SELECTION:
= Twelve Level Cap and Rank System =

Cap and rank systems established during the Asuka period

The Twelve Level Cap and Rank System (冠位十二階, Kan'i Jūnikai), established in 603 AD, was the first of what would be several similar cap and rank systems established during the Asuka period of Japanese history. It was adapted from similar systems that were already in place in Sui dynasty China, Paekche and Goguryeo. The officials wore silk caps that were decorated with gold and silver, and a feather that indicated the official's rank. The ranks in the twelve level cap and rank system consisted of the greater and the lesser of each of the six Confucian virtues: virtue (徳, toku), benevolence (仁, jin), propriety (禮, rei), sincerity (信, shin), justice (義, gi) and knowledge (智, chi).

WRITTEN EXERCISE A: According to the passage on the Twelve Level Cap and Rank System, what did the feather on an official's silk cap indicate?
WRITTEN EXERCISE B: Reproduce the section of the passage on the Twelve Level Cap and Rank System that opens with the words containing "The Twelve Level Cap and Rank System (冠位十二階, Kan'i" and closes with "knowledge (智, chi).".
WRITTEN EXERCISE C: Write the next part of the passage on the Twelve Level Cap and Rank System, picking up after its final sentence.

[Location identification entries]
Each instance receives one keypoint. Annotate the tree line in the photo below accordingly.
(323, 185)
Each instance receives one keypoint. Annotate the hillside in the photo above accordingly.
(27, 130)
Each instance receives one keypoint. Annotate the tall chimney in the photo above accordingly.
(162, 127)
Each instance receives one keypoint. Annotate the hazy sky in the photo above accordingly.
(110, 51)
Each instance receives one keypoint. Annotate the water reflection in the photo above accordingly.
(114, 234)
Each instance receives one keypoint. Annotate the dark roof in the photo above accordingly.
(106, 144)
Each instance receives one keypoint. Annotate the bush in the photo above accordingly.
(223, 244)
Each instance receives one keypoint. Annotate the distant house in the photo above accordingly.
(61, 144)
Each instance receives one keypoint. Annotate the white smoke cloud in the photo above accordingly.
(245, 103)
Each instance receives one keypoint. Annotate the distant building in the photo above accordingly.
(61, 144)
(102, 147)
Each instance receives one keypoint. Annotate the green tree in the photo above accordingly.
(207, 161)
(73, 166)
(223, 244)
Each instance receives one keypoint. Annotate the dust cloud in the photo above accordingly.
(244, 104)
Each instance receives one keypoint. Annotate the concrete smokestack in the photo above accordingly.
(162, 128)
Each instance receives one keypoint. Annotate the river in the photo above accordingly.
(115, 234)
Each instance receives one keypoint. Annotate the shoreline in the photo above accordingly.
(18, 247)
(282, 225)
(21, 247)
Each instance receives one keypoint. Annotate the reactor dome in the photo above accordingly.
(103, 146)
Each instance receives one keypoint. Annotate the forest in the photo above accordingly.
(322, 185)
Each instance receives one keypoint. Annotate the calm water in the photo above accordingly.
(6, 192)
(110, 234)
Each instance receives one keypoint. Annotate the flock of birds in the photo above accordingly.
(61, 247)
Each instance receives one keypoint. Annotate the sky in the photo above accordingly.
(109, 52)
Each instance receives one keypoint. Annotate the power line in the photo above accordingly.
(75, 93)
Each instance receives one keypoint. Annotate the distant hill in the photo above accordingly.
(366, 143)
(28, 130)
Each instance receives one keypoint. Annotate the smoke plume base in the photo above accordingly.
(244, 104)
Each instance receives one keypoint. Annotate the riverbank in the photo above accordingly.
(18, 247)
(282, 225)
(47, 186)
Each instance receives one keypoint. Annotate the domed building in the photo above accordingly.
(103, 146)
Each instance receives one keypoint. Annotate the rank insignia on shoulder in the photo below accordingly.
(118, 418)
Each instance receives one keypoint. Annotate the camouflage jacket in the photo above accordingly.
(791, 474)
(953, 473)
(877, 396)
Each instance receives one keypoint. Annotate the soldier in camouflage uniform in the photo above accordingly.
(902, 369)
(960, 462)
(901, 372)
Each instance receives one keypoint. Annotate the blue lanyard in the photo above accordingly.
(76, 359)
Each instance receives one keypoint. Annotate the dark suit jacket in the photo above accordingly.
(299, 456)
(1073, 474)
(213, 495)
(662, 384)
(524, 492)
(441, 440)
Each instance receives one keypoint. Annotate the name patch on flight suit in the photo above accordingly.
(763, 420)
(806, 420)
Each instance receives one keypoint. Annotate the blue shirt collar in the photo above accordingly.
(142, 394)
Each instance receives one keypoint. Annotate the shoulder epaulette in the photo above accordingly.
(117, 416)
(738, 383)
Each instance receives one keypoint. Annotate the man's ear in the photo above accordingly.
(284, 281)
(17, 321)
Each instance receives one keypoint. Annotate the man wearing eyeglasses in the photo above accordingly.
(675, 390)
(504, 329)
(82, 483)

WRITTEN RESPONSE A: The feather indicated the official's rank.

WRITTEN RESPONSE B:
The Twelve Level Cap and Rank System (冠位十二階, Kan'i Jūnikai), established in 603 AD, was the first of what would be several similar cap and rank systems established during the Asuka period of Japanese history. It was adapted from similar systems that were already in place in Sui dynasty China, Paekche and Goguryeo. The officials wore silk caps that were decorated with gold and silver, and a feather that indicated the official's rank. The ranks in the twelve level cap and rank system consisted of the greater and the lesser of each of the six Confucian virtues: virtue (徳, toku), benevolence (仁, jin), propriety (禮, rei), sincerity (信, shin), justice (義, gi) and knowledge (智, chi).

WRITTEN RESPONSE C:
The twelve cap system was replaced in 647.

==Innovations==
The primary distinction between this new system and the old kabane system by which a person's rank was determined based on heredity, was that the cap and rank system allowed for promotion based on merit and individual achievement. One of the more well known examples of promotion within the cap and rank system is that of Ono no Imoko. When Imoko was first sent as an envoy to the Sui court in 607, he was ranked Greater Propriety (5th rank), but he was eventually promoted to the top rank of Greater Virtue because of his achievements, particularly during his second trip to Sui in 608.

==Ranks and colors==
The following table lists the various ranks and the colors that were believed to have been assigned to each one.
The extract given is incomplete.